## begin
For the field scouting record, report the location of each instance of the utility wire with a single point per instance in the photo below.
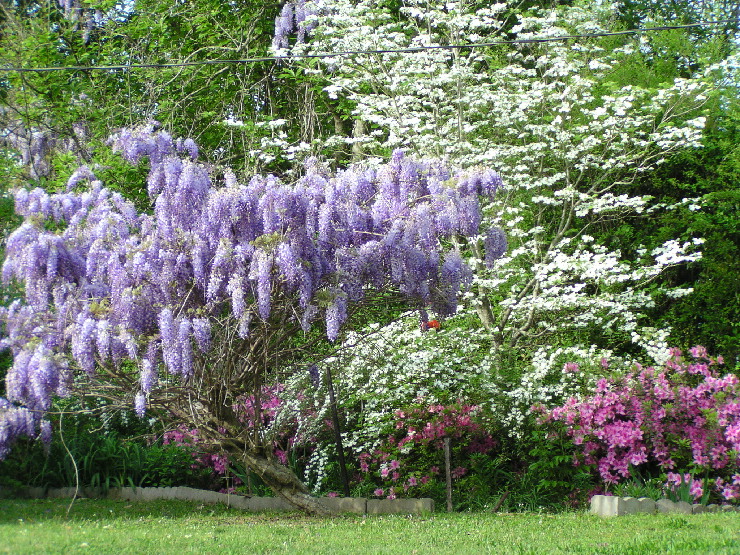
(413, 49)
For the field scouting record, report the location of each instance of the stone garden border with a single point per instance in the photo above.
(358, 505)
(610, 505)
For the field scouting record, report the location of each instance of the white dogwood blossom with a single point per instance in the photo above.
(567, 140)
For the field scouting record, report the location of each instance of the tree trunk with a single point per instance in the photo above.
(284, 483)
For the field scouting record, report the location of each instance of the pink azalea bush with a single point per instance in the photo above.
(410, 460)
(681, 421)
(248, 411)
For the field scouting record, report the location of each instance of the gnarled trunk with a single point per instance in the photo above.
(284, 483)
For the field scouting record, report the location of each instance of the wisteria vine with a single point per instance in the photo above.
(105, 283)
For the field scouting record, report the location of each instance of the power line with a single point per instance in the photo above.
(407, 50)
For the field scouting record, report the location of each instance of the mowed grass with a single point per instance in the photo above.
(106, 526)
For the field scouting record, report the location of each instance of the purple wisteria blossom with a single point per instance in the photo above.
(217, 264)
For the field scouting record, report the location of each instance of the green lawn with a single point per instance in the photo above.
(104, 526)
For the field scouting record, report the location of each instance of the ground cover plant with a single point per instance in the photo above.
(120, 527)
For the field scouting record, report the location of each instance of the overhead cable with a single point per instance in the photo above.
(411, 49)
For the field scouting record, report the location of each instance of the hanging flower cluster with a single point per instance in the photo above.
(104, 283)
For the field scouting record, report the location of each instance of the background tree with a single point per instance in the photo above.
(572, 125)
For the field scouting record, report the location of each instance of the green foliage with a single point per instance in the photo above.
(103, 460)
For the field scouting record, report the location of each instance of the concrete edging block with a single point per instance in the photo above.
(357, 505)
(679, 507)
(400, 506)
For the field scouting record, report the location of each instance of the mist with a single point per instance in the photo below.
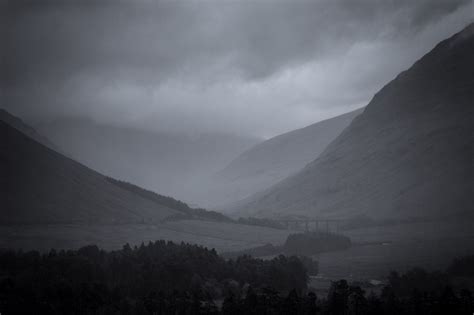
(253, 69)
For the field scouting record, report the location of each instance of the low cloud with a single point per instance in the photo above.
(256, 68)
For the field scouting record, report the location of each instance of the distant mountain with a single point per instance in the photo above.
(39, 185)
(269, 162)
(409, 154)
(170, 163)
(18, 124)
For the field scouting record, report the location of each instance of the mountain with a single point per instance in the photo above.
(171, 163)
(39, 185)
(18, 124)
(269, 162)
(409, 154)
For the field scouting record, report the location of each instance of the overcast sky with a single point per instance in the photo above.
(255, 68)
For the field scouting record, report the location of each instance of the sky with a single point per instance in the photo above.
(252, 68)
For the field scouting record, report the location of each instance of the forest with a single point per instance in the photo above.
(167, 278)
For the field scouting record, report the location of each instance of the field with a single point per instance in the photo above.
(375, 253)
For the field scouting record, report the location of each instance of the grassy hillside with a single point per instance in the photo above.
(408, 155)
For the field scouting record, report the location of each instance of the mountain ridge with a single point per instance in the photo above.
(401, 157)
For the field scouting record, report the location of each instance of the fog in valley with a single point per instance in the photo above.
(237, 157)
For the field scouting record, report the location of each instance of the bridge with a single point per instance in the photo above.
(313, 224)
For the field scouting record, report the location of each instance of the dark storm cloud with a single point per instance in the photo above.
(76, 57)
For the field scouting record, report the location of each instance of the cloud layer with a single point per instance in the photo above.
(248, 67)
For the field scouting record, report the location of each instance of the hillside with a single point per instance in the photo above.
(170, 163)
(40, 186)
(269, 162)
(18, 124)
(409, 154)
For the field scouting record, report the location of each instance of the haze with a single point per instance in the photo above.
(247, 68)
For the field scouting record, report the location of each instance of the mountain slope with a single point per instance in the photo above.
(39, 185)
(274, 159)
(170, 163)
(408, 155)
(18, 124)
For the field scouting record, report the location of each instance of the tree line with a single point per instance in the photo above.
(167, 278)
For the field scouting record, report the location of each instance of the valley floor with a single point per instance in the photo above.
(218, 235)
(376, 250)
(379, 250)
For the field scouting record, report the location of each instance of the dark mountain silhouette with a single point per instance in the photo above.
(18, 124)
(171, 163)
(40, 185)
(269, 162)
(410, 154)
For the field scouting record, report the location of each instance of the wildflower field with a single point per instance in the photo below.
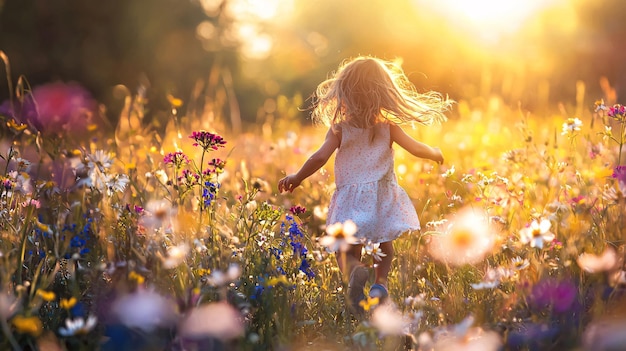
(138, 236)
## end
# Stated problem
Retype only the lines above from the one with "of the hillside" through the last, both ends included, keeping every picture out of the copy.

# Response to this exercise
For the field scouting record, report the location of each instance of the hillside with a single point per instance in the photo above.
(170, 163)
(40, 186)
(269, 162)
(18, 124)
(409, 154)
For the field scouting record, report the location of each instance of the haze with a single point per instance in the photo above.
(247, 68)
For the field scouting record, report the location of each instance of the mountain slope with a single point per instance in the photo above.
(39, 185)
(274, 159)
(170, 163)
(408, 155)
(18, 124)
For the field scouting record, report the location of each instance of the tree line with a single point per instance in the photo above.
(167, 278)
For the field scouting record, report the location of each instance of the valley floor with a single point per instance in the photo above.
(218, 235)
(376, 250)
(379, 250)
For the field scouting record, report the location of each instance of the dark mountain silhouette with a single point per instance in the photo above.
(18, 124)
(171, 163)
(40, 185)
(269, 162)
(410, 154)
For the field scouting record, report the location of each instance of the wildflower field with a single point per instance in the photo below.
(138, 236)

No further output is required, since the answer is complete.